§ Task brief
Return every line of the rows below that contains the string "woman", matching case exactly.

╔══

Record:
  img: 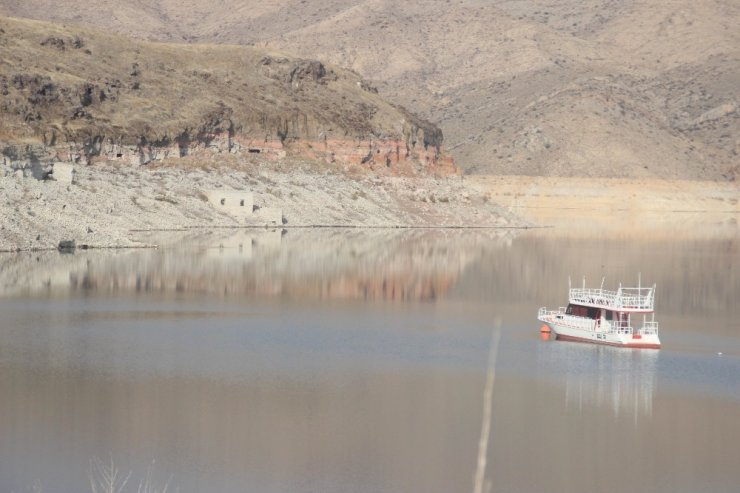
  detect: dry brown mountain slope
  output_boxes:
[0,18,442,172]
[3,0,740,179]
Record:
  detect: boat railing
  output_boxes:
[609,320,633,334]
[569,286,655,311]
[640,320,658,336]
[537,307,597,330]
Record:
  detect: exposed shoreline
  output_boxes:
[0,160,520,251]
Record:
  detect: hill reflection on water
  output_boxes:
[0,229,513,301]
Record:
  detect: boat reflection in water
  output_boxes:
[537,338,660,421]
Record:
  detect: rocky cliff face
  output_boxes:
[0,19,454,178]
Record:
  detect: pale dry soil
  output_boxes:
[472,176,740,238]
[0,160,516,251]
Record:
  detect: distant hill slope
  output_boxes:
[0,18,442,173]
[0,0,740,179]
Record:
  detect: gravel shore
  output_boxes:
[0,160,526,251]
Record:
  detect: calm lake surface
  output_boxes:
[0,230,740,493]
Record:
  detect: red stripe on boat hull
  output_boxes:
[555,334,660,349]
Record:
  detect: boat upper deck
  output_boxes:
[568,285,655,312]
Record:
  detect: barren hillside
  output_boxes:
[0,18,442,177]
[0,0,740,179]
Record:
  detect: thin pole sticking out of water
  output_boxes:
[473,318,501,493]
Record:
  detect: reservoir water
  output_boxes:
[0,230,740,493]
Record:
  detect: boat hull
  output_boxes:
[543,320,660,349]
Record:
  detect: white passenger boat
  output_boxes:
[537,280,660,349]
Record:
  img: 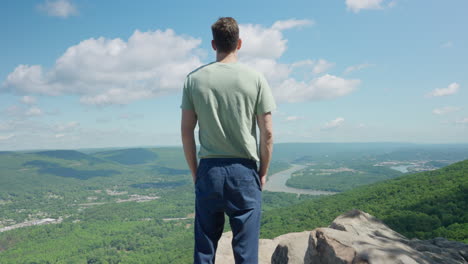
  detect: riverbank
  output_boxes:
[263,164,336,195]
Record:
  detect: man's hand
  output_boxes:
[257,112,273,189]
[260,174,266,190]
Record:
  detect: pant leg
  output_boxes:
[224,163,262,264]
[194,160,224,264]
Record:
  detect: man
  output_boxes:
[181,17,276,263]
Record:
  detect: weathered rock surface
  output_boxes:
[216,210,468,264]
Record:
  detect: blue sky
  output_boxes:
[0,0,468,150]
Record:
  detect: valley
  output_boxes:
[0,143,468,263]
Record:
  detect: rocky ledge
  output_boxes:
[216,210,468,264]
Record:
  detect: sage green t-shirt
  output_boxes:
[181,62,276,161]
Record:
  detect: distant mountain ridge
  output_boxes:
[262,160,468,243]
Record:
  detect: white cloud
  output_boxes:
[54,121,80,132]
[0,19,360,105]
[239,20,360,102]
[239,19,313,59]
[344,63,374,74]
[2,29,201,105]
[427,82,460,97]
[20,95,37,105]
[273,74,360,103]
[387,1,397,8]
[38,0,78,18]
[432,106,461,115]
[455,117,468,124]
[440,41,453,49]
[312,59,335,74]
[285,116,304,121]
[271,19,315,31]
[0,134,15,141]
[25,107,43,116]
[345,0,386,13]
[322,117,344,130]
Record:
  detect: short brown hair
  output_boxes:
[211,17,239,52]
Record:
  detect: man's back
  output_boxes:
[181,17,275,264]
[182,62,275,161]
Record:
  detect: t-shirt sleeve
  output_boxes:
[180,76,194,110]
[255,74,276,115]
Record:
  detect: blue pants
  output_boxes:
[194,158,262,264]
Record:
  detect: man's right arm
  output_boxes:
[257,112,273,189]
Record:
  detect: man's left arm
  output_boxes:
[180,109,197,183]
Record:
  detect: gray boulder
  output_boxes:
[216,210,468,264]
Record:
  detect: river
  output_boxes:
[263,164,336,195]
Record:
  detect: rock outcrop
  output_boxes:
[216,210,468,264]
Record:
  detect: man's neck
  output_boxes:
[216,51,237,63]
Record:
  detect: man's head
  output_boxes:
[211,17,240,53]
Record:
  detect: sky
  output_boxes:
[0,0,468,150]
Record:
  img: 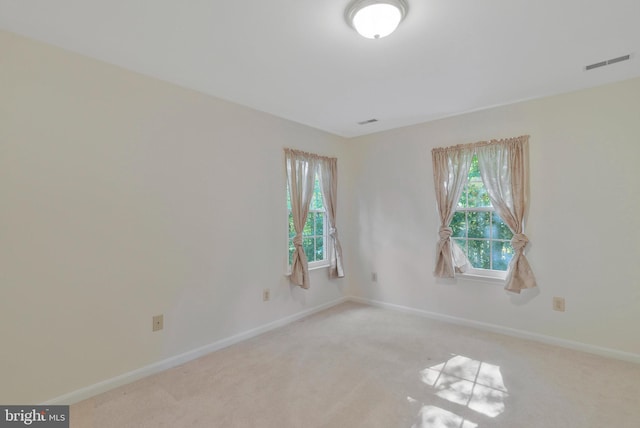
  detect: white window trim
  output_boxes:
[284,180,333,276]
[451,171,524,284]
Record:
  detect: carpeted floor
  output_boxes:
[70,303,640,428]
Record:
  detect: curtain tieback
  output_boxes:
[438,227,453,241]
[511,233,529,252]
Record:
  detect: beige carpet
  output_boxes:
[70,303,640,428]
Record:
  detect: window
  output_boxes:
[287,173,329,268]
[449,154,513,278]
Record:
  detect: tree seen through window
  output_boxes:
[449,155,513,271]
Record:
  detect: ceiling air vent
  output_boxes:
[584,55,631,71]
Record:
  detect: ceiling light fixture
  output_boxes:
[345,0,409,39]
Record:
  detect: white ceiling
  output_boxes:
[0,0,640,137]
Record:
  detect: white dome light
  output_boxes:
[345,0,408,39]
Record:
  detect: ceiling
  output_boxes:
[0,0,640,137]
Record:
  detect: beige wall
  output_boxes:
[349,79,640,361]
[0,32,348,404]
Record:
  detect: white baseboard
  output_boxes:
[347,296,640,364]
[42,297,348,405]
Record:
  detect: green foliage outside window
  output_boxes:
[449,155,513,271]
[287,177,326,265]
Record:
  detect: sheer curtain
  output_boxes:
[475,136,536,293]
[431,146,473,278]
[319,158,344,278]
[284,149,317,288]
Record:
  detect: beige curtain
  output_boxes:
[319,158,344,278]
[284,149,317,288]
[431,146,473,278]
[475,136,536,293]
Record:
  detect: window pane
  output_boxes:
[491,241,513,270]
[492,212,513,240]
[467,211,491,238]
[449,211,467,238]
[316,237,324,260]
[289,211,296,239]
[316,213,324,235]
[467,240,491,269]
[311,177,324,210]
[454,239,467,254]
[289,240,296,266]
[458,184,467,208]
[468,179,491,207]
[302,238,316,262]
[302,213,314,236]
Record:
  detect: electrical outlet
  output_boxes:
[553,297,564,312]
[151,315,164,331]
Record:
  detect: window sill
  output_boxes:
[284,263,330,276]
[456,273,506,285]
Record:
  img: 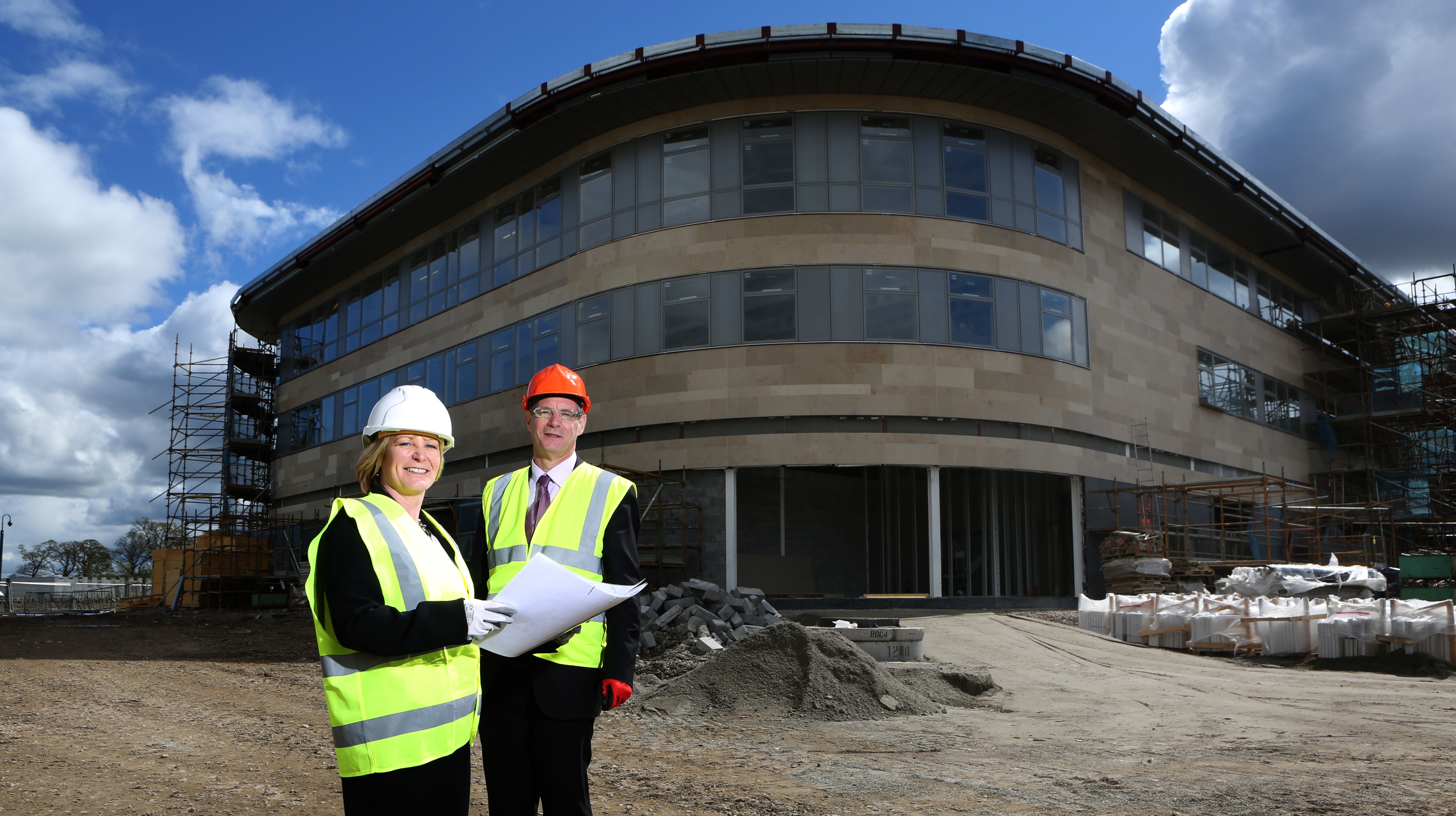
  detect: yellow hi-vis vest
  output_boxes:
[480,459,636,669]
[307,494,480,777]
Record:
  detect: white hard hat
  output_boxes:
[364,385,454,453]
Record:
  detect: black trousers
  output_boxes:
[480,676,597,816]
[339,743,470,816]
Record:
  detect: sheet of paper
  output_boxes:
[480,552,646,657]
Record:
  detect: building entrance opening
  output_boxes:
[941,468,1080,597]
[738,465,930,597]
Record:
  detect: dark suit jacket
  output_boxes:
[470,458,642,720]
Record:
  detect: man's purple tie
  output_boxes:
[526,473,551,544]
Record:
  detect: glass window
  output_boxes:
[742,138,794,187]
[945,147,986,192]
[494,201,517,261]
[359,275,384,325]
[536,179,560,241]
[515,322,537,385]
[742,270,794,293]
[1037,165,1067,215]
[1198,348,1255,420]
[951,297,996,345]
[662,275,711,303]
[742,293,798,343]
[742,188,794,215]
[941,123,986,147]
[383,268,399,315]
[862,185,915,213]
[454,343,476,402]
[577,318,612,366]
[1041,312,1072,360]
[342,386,359,436]
[662,302,712,348]
[859,138,913,184]
[661,195,711,226]
[577,294,612,322]
[662,146,709,198]
[859,115,910,138]
[865,267,916,291]
[945,192,990,222]
[1041,289,1072,315]
[865,293,916,340]
[948,272,992,300]
[578,153,612,223]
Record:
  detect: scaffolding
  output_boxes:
[153,329,288,609]
[1087,475,1396,575]
[1306,272,1456,554]
[601,463,703,589]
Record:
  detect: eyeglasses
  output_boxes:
[532,405,587,423]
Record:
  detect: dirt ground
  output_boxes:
[0,613,1456,816]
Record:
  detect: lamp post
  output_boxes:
[0,513,14,577]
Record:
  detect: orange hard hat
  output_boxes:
[521,363,591,412]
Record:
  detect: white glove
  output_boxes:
[464,597,517,646]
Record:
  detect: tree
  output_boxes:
[14,541,55,579]
[50,538,112,579]
[111,519,172,579]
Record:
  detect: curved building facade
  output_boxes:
[233,25,1379,596]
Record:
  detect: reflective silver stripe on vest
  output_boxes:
[333,692,479,747]
[319,648,441,678]
[485,471,515,546]
[361,500,425,612]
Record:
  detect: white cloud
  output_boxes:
[5,60,137,111]
[163,77,347,255]
[0,108,185,341]
[0,0,100,44]
[0,108,237,573]
[1159,0,1456,278]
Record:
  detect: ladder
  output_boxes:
[1133,417,1153,487]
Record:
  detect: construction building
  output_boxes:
[233,23,1451,597]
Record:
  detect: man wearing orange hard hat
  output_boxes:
[472,366,641,816]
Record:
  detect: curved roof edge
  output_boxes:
[232,23,1398,329]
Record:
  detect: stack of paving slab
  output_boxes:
[636,579,783,654]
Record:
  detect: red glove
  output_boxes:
[601,681,632,711]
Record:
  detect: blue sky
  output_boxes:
[0,0,1456,574]
[0,0,1177,319]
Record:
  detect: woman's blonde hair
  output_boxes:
[354,431,446,492]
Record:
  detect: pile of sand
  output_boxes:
[632,621,966,721]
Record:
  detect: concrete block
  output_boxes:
[833,627,924,643]
[652,606,683,628]
[687,605,722,621]
[693,638,723,654]
[840,641,924,663]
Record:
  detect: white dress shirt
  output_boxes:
[532,453,577,501]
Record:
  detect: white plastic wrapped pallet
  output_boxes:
[1315,597,1390,657]
[1390,601,1456,662]
[1078,594,1112,635]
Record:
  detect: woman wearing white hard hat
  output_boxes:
[307,385,515,816]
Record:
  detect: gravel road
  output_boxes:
[0,612,1456,816]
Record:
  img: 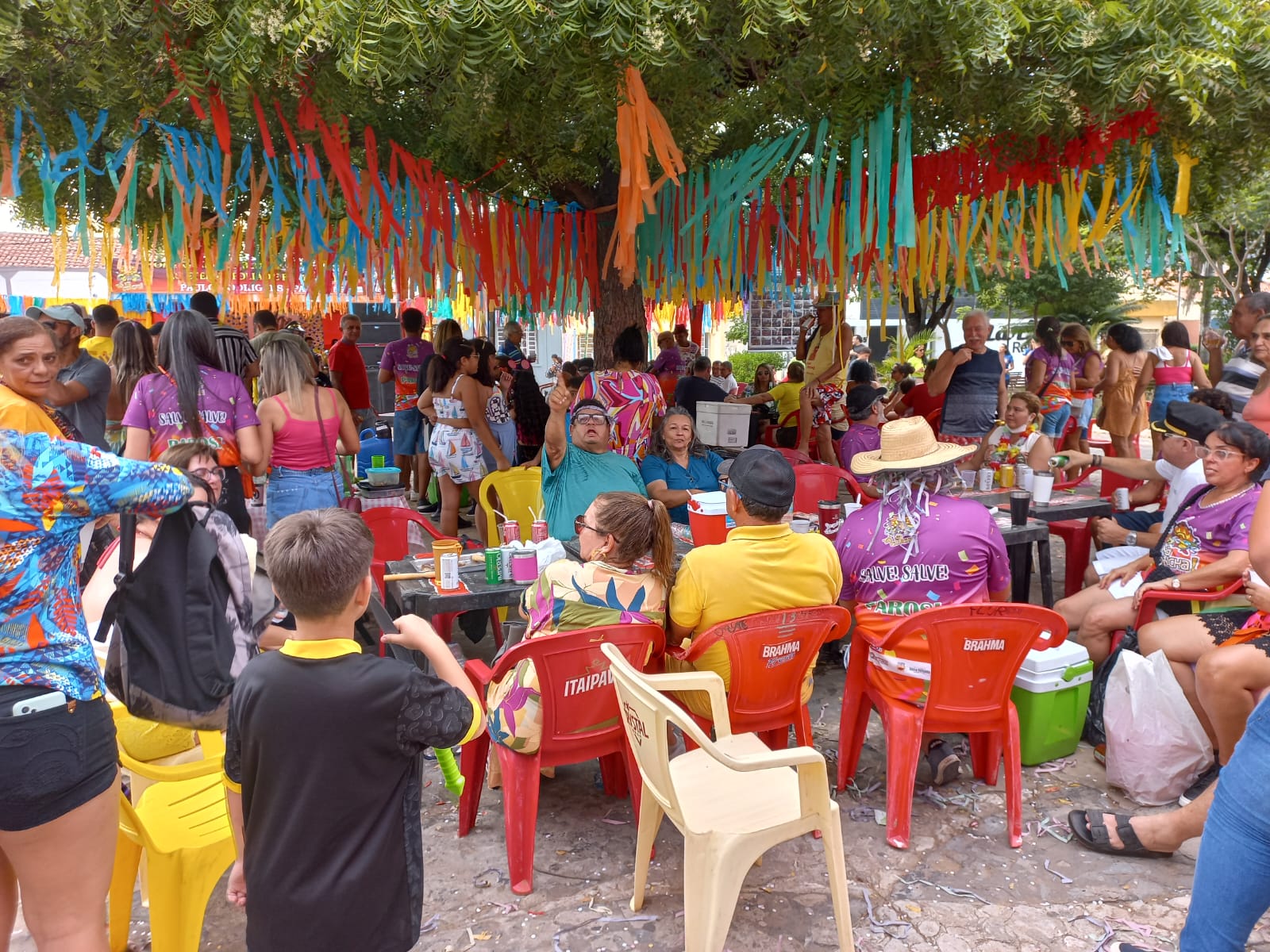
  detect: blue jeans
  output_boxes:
[1179,703,1270,952]
[264,466,341,529]
[1040,404,1072,436]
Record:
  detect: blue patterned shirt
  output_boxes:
[0,430,190,701]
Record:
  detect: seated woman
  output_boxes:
[487,493,675,762]
[1054,423,1270,665]
[639,406,722,524]
[965,390,1054,472]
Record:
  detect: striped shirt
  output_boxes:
[214,324,260,377]
[1217,340,1266,420]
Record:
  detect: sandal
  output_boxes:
[1067,810,1172,859]
[926,740,961,787]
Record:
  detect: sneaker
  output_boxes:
[1177,760,1222,806]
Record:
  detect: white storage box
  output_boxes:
[697,402,749,449]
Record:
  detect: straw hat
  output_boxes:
[851,416,974,476]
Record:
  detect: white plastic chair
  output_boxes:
[601,645,855,952]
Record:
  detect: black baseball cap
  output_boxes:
[719,447,794,509]
[847,383,887,414]
[1151,400,1226,443]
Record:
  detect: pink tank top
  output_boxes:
[269,387,339,470]
[1152,359,1194,383]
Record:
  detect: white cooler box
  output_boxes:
[697,402,749,449]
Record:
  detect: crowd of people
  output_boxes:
[7,294,1270,952]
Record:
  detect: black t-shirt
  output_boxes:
[675,374,728,420]
[225,639,476,952]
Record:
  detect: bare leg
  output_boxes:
[0,783,119,952]
[1195,645,1270,764]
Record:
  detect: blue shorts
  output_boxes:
[392,406,430,455]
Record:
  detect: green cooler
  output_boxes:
[1010,641,1094,766]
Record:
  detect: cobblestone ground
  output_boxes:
[13,530,1270,952]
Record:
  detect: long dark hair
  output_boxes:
[428,338,476,396]
[159,311,225,436]
[110,321,159,406]
[510,370,551,447]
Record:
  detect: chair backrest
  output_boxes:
[480,466,542,546]
[493,622,665,760]
[889,601,1067,725]
[690,605,851,730]
[601,645,722,827]
[362,506,446,562]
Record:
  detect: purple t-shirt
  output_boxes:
[123,367,260,466]
[838,423,881,478]
[1156,484,1261,575]
[834,497,1010,622]
[379,338,433,410]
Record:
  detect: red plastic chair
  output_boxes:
[360,506,503,654]
[1049,468,1158,597]
[459,624,665,896]
[667,605,851,750]
[838,601,1067,849]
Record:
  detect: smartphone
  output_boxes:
[13,690,66,717]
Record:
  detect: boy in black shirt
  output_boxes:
[225,509,484,952]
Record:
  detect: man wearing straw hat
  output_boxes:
[794,290,851,462]
[836,416,1010,785]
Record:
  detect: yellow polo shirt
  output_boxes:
[665,523,842,716]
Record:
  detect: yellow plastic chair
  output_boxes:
[599,645,855,952]
[110,777,237,952]
[480,466,542,546]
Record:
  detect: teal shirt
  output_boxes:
[542,446,648,538]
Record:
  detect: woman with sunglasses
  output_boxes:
[487,493,675,766]
[1054,423,1270,665]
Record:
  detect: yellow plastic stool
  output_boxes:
[110,777,237,952]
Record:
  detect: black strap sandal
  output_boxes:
[1067,810,1172,859]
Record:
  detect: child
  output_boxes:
[225,509,484,952]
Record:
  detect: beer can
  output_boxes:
[819,499,842,541]
[485,548,503,585]
[437,552,459,592]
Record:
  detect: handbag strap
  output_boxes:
[314,386,344,503]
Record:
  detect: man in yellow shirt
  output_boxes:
[80,305,119,363]
[665,447,842,716]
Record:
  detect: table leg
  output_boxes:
[1037,536,1054,608]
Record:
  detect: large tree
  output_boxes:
[0,0,1270,360]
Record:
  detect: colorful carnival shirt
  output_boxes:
[578,370,665,463]
[1156,484,1261,575]
[0,430,190,701]
[123,367,260,466]
[834,497,1010,701]
[379,338,434,410]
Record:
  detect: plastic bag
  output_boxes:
[1103,651,1213,806]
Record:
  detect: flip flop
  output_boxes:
[1067,810,1172,859]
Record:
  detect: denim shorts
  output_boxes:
[0,688,119,833]
[264,466,341,529]
[1147,383,1195,423]
[392,406,430,457]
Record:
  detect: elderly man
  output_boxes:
[27,305,110,449]
[665,447,843,716]
[794,294,851,459]
[1204,290,1270,420]
[542,381,650,538]
[926,311,1006,447]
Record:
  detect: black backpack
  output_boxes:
[97,504,233,730]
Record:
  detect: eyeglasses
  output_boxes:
[189,466,225,482]
[1195,447,1247,462]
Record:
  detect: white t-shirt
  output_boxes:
[1156,459,1208,529]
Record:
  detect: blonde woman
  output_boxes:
[258,334,362,529]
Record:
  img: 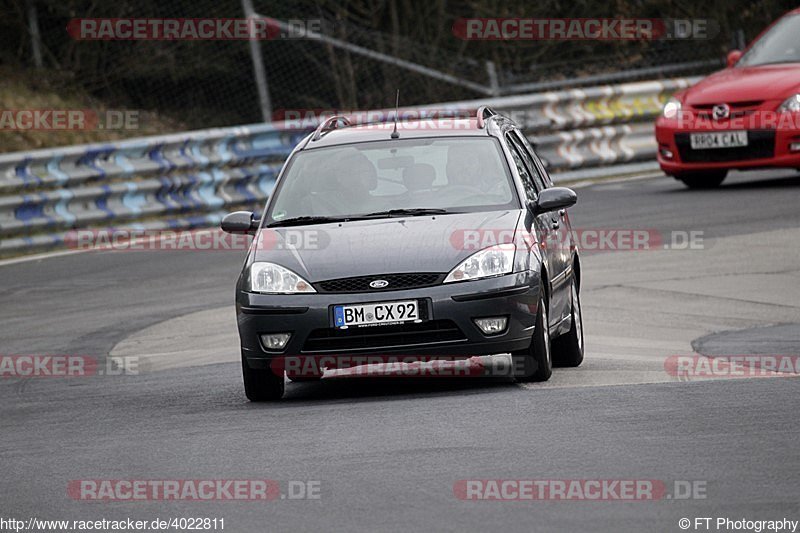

╚══

§ Correct result
  detect: woman's blonde hair
  detect: woman wearing white hard hat
  detect: seated woman
  detect: woman with sunglasses
  detect: blonde woman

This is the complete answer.